**Exercise:**
Render the material below as a Markdown table with two columns, Row and Line. Give each nonblank line its own row, numbered in order.
** START OF Input records **
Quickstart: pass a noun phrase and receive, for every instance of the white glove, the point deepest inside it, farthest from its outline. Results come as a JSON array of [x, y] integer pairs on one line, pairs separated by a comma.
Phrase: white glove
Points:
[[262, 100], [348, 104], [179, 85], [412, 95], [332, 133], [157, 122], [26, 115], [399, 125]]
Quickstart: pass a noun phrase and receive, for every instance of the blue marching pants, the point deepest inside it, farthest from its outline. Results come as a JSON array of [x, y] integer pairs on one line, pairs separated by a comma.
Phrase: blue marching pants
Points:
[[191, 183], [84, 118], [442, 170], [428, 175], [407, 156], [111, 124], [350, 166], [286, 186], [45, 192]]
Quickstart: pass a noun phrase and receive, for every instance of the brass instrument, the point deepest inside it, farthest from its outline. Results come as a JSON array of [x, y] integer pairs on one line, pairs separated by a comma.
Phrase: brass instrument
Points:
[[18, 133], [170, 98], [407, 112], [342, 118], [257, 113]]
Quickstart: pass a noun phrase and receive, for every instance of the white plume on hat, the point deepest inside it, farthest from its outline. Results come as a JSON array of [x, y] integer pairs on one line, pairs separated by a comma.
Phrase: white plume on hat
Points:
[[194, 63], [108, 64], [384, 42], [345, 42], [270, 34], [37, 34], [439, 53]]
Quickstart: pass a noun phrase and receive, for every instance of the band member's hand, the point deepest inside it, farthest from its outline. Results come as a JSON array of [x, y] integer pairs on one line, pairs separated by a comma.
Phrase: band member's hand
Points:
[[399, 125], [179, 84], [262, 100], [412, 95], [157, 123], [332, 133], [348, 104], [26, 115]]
** END OF Input records **
**Answer to this exercise:**
| Row | Line |
|---|---|
| 1 | Quickstart: pass a noun phrase and receive, for every instance of the white glove, the point deepest inside it, farthest from its outline. Results come as a JSON array of [x, y] integer pairs on one line, pairs separated by a comma. |
| 2 | Phrase: white glove |
| 3 | Points: |
| 4 | [[262, 100], [348, 104], [179, 85], [412, 95], [332, 133], [157, 122], [26, 115], [399, 125]] |
| 5 | Quickstart: pass a noun phrase and receive, for every instance of the blue marching pants, the point deepest inside it, farthest from its outline. Results come as a JSON array of [x, y] integer pairs on one line, pairs separated by a comma. |
| 6 | Phrase: blue marching pants |
| 7 | Points: |
| 8 | [[191, 183], [84, 118], [442, 170], [428, 175], [407, 156], [111, 124], [350, 166], [286, 186], [45, 192]] |
| 9 | Quickstart: pass a noun phrase and receive, for every instance of the brass instrument, the point deepest inside it, farthest from its outline. Results come as a JSON array of [x, y] integer pairs on one line, pairs separated by a comma. |
| 10 | Phrase: brass instrument |
| 11 | Points: |
| 12 | [[18, 133], [170, 98], [407, 112], [342, 118], [257, 113]] |
| 13 | Quickstart: pass a noun phrase and receive, for every instance of the white plume on hat, the point deepest inside it, farthest from its outline. Results come as a JSON array of [x, y] integer pairs on one line, pairs separated by a comma. |
| 14 | Phrase: white plume on hat |
| 15 | Points: |
| 16 | [[194, 63], [108, 64], [384, 42], [345, 42], [270, 34], [37, 34], [439, 53]] |
| 17 | Quickstart: pass a noun phrase and receive, for every instance of the band member's hand, the point deepest inside it, farthest from its outline. Results come as a JSON array of [x, y] integer pairs on one line, pairs separated by a comma. |
| 18 | Phrase: band member's hand |
| 19 | Points: |
| 20 | [[399, 125], [179, 84], [262, 100], [412, 95], [157, 123], [332, 133], [348, 104], [26, 115]] |